__WHAT TO WORK ON__.
Starting at the line containing "form [(80, 228)]." and ending with the last of the entries, give those lines again with "white tent roof" changed to "striped tent roof" and nothing else altered. Include only those lines.

** Start of EXERCISE INPUT **

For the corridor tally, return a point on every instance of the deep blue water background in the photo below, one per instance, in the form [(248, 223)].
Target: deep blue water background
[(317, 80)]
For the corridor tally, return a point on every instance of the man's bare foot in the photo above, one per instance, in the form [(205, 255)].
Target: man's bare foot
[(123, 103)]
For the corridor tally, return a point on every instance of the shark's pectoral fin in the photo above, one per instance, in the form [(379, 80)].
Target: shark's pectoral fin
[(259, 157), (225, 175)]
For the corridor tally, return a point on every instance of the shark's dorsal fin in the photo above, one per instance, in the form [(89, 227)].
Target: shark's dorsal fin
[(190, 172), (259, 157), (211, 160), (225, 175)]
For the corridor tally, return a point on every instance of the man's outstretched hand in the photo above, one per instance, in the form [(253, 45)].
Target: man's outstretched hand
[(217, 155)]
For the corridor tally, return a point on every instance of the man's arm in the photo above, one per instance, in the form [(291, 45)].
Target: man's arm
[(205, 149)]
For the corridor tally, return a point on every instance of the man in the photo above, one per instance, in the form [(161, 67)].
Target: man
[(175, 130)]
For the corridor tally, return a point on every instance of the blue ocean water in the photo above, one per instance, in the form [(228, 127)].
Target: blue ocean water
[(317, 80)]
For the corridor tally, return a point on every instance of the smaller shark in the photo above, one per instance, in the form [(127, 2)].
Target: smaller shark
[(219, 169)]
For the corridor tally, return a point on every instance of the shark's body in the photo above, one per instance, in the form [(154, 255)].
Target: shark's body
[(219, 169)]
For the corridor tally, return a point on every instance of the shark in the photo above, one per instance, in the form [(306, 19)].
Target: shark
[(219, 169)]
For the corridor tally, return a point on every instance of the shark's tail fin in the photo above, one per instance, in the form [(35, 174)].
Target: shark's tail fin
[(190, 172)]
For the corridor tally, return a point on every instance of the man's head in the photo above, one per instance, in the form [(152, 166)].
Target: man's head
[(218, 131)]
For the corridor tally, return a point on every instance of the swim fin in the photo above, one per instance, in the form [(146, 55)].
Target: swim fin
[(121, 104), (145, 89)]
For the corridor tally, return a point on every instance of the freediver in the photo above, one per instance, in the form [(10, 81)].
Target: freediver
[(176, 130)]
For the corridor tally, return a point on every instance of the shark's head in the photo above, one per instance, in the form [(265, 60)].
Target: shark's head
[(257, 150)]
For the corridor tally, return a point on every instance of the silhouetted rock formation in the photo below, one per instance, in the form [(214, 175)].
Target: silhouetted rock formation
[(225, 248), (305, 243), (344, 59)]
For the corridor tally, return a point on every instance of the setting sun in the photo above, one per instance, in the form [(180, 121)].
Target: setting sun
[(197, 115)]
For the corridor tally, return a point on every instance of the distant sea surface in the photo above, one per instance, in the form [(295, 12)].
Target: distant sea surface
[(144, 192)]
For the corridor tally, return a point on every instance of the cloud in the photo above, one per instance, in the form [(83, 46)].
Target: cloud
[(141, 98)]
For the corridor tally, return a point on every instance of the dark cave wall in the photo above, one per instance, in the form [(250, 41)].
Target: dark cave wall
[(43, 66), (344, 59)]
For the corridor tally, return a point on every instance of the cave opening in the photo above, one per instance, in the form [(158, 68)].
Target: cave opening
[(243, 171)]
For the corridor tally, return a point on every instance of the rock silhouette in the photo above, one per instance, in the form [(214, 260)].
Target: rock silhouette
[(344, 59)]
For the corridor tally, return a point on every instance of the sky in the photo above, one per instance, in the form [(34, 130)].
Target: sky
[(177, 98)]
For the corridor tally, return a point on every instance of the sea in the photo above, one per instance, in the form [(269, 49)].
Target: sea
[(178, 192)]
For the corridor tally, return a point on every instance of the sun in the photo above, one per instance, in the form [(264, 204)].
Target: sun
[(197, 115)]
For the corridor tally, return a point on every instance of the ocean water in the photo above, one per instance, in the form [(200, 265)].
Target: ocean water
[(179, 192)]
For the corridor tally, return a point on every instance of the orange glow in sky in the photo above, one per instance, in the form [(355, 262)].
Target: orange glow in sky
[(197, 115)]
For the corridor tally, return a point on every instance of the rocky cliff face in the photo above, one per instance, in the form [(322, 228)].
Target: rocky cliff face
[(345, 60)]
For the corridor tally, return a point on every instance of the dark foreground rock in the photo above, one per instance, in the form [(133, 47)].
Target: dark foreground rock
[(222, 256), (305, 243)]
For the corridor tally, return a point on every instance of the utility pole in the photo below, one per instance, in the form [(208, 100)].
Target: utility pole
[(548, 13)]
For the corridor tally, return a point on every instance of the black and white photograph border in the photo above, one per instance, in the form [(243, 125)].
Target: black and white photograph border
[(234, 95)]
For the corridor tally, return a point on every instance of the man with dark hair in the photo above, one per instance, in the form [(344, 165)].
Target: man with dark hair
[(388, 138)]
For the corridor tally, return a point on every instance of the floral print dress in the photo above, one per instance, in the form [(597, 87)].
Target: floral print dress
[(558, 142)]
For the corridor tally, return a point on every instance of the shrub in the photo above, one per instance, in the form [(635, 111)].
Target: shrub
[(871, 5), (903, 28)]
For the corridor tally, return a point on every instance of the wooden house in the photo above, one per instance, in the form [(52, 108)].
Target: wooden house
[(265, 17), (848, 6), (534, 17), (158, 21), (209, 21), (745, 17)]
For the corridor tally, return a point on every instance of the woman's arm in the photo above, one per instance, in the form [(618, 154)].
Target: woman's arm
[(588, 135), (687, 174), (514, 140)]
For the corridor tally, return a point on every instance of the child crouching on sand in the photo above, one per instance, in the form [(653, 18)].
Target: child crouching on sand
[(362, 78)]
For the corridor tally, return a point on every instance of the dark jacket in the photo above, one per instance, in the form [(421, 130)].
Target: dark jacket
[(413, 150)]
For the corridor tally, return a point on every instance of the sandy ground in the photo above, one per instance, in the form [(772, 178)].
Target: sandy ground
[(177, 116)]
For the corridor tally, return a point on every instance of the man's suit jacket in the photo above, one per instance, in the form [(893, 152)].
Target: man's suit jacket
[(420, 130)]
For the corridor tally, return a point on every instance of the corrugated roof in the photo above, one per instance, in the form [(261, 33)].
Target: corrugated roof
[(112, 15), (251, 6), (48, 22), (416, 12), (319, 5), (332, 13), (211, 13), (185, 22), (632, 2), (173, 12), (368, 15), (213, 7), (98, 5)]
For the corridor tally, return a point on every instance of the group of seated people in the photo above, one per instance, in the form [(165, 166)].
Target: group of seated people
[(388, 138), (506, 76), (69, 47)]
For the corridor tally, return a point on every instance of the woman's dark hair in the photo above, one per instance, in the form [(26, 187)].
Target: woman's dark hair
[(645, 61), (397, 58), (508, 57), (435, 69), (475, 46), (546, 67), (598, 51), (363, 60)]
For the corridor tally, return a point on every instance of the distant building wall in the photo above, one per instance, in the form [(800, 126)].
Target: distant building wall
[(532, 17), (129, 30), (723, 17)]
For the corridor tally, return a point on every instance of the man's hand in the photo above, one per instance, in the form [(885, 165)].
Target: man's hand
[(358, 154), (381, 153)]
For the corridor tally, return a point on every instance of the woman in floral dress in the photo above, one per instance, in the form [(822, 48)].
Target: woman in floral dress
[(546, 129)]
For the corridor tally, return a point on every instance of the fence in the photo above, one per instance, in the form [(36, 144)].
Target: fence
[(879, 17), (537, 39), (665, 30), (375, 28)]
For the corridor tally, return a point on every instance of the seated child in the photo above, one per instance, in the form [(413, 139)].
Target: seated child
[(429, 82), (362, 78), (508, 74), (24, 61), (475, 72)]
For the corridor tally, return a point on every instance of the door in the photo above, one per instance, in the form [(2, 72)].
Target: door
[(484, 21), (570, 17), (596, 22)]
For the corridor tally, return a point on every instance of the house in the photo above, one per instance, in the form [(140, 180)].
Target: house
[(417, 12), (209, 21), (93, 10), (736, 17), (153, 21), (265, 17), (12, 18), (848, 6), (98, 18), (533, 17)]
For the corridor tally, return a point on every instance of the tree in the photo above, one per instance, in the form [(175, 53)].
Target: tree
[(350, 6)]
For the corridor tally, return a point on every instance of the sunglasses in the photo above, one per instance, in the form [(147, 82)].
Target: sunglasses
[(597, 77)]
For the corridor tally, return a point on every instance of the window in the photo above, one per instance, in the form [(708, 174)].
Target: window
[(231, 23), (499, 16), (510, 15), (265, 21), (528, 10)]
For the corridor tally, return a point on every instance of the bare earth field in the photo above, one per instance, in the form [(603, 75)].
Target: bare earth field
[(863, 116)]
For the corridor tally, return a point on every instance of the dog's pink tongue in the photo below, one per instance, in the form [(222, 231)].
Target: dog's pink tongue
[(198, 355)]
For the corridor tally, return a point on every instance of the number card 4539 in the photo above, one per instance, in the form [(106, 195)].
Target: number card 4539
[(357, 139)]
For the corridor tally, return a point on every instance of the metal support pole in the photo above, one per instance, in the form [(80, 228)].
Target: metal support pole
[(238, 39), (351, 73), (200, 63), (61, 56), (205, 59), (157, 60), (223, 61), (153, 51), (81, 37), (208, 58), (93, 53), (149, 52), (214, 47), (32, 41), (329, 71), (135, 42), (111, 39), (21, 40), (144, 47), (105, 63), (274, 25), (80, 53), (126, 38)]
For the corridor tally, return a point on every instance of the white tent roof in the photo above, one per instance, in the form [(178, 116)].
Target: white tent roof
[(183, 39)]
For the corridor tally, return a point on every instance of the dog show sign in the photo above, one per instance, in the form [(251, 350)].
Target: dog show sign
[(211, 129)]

** End of EXERCISE INPUT **

__FINAL RESULT__.
For the corridor tally, return a point on every instance of the metal support pole in the photo above, one per instance, in the form [(80, 228)].
Target: metal support pole
[(238, 39), (351, 73), (200, 63), (61, 56), (205, 59), (157, 60), (223, 61), (153, 51), (81, 37), (208, 58), (93, 53), (149, 52), (214, 47), (32, 41), (329, 71), (135, 42), (111, 39), (21, 40), (144, 47), (105, 63), (274, 25), (80, 53), (126, 38)]
For the corridor tally, return a point on every instance of the striped tent roof in the photo above, one per instance, in the form [(178, 116)].
Target: striped tent roof
[(183, 39)]
For the corridor tally, return a point on every instance of the dog show sign in the photo above, one per instance, in the form [(251, 350)].
Target: dog show sign
[(211, 129)]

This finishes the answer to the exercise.